## PAGE EXCERPT

And as far as his fans demanding those T-Shirts, that actually makes sense to me, but if I were him and/or his management, I would have said tough titty, make your own, especially when he”™s going to turn around and say these kinds of things in interviews.
December 9, 2012 @ 3:57 am
I dont know if Eric Church is outlaw or not and I agree with many of the comments on this board. He is one of, if not THE most original artist in today’s country music. I think its funny that you say he is no outlaw and that he is an asshole or a dickhead. My question is..what is your definition of an outlaw? A nice gentle guy that would never call someone out or hurt someones feelings? A guy that doesnt say whatever the hell is on his mind? Ive watched many Church interviews and got to do a meet and greet with him once and I will say he is def not a people person. He even ADMITS that. But he has never been about pleasin people outside of makin good music. He is a true artist, which are hard to come by these days in ANY genre of music. Look up all his songs that have been on his albums and you see that he has solo written most of them and has been atleast a co-writer on all the others. Tell me one artist that can say that. The outlaw argument is stupid, and yes, if you call the country music on the radio ‘country music’ then eric church definitely is ‘outlaw music’
June 23, 2015 @ 10:02 pm
I’m good with his music and aside from Mighty Merle and Waylon there just aren’t anymore real outlaws.that said he makes good music . Imo the best country song I ever heard is still a George rendition written by Red Lane , tell me something bad about Tulsa. No outlaw needed when you turn this kind of gold. Other than that Joe Nichols is right up there with his stuff. Again ,no outlaw needed.
May 2, 2012 @ 10:27 pm
What does he have to do? What if he said yes, he does consider himself an outlaw? Everyone on this website would crucify him. So it doesn’t matter what his response was, he’d get backlash. He says he’s not an outlaw. People act like he doesn’t know the outlaw history and part it played in country music. I think he had a great answer to that question saying he took a similar path as in recording music that wasn’t in between the lines and building his career one show at a time. Those shirts definitely could have been a demand from his fans. Eric doesn’t regulate his own facebook or myspace and he doesn’t have a twitter so I’m pretty sure the merchandise section on his website is a low priority item on his mind. It’s about the music. Yes, he is somewhat arrogant and an asshole for calling out people like Blake and Carrie Underwood, but isn’t that better than giving in and being a music row d bag? I think it’s a step forward to decent country music for music row artists.
May 3, 2012 @ 8:51 am
What does he have to do? Do nothing, don’t speak to the media. Waylon went a decade once without giving a single interview while he was selling out football stadiums. Let your music speak for you.
And I understand the notion of giving his fans what they want in merch, but he has to be cognisant of what he’s selling with his name on it. My guess is Taylor Swift sells 3 times the merch as Eric Church does, and you can guarantee she personally approves every design. If Eric Church doesn’t have control of his own message, that’s not very smart, and it’s certainly not very “Outlaw”.

## MATERIAL PROVIDED
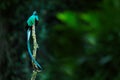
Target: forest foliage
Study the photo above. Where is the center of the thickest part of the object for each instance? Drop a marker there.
(78, 39)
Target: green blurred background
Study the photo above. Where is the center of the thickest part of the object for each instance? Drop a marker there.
(78, 39)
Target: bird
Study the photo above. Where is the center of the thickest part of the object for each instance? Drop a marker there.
(32, 20)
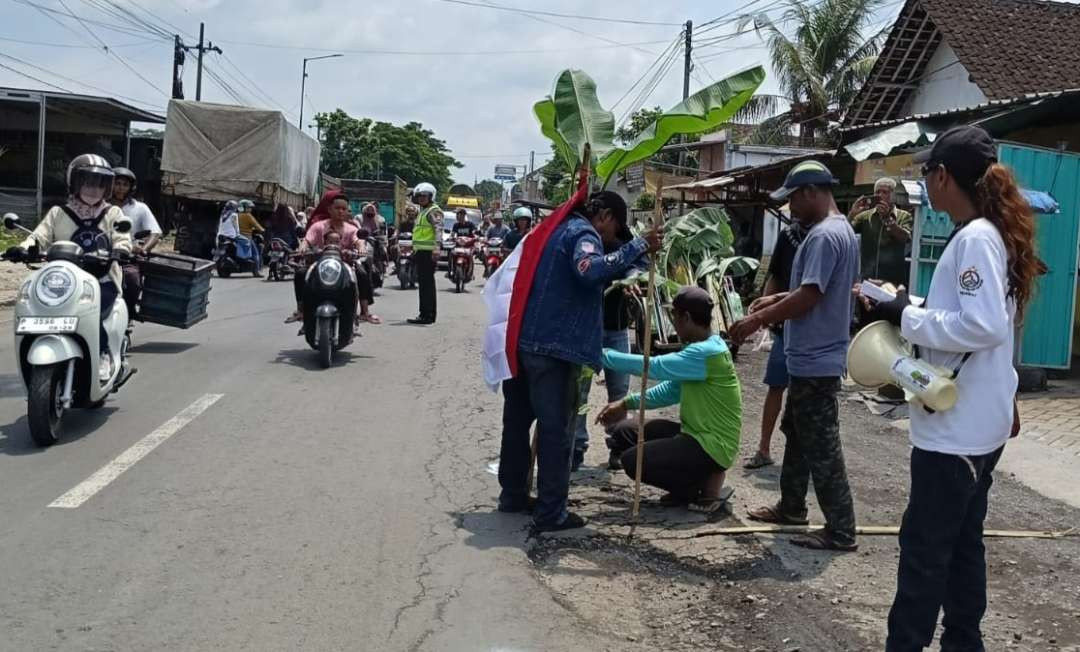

## WORK TO COMPLETE
- a) In the Eric Church comment thread, how long does one commenter say Waylon once went without giving a single interview?
- b) Translate this sentence from the Eric Church comment thread into Spanish: "Waylon went a decade once without giving a single interview while he was selling out football stadiums."
- c) Write the next part of the Eric Church comment thread, picking up right after its final sentence.

## ANSWERS BELOW
- a) A decade.

- b) Waylon pasó una vez una década sin dar una sola entrevista mientras llenaba estadios de fútbol americano.

- c)
May 7, 2012 @ 1:21 am
Alright yes I do not give a shit about the term “outlaw”. I agree it is gone and done with Waylon and Cash. What is EC to say when a newspaper (Rolling Stone) asks him about other people categorizing him with the “new” outlaws? He’s gonna say no because he knows he isn’t one.
My question to you is…even though EC is with music row, why does it piss you off if yes he is an arrogant asshole, but he calls out fake people? Isn’t that what this website is about? EC is a music row artist who is saying what he wants to say and writing his own songs (I know you approve of at least his most recent album), so despite the arrogance I think he’s bringing to light some issues in country music that most artist can’t due to their lack of mainstream succeus.
May 7, 2012 @ 7:40 am
Wanna know what an artist should do? Shut the fuck up and just make music and make better music than the shit you’re calling out in an interview. Make music that you don’t care if it makes a ACM/CMA grammy nominee list.
Eric Church tries to fit the trend. Always has. Now he is trying to talk his way in and out of it, rather than be just a musician and, well…just be a true musician.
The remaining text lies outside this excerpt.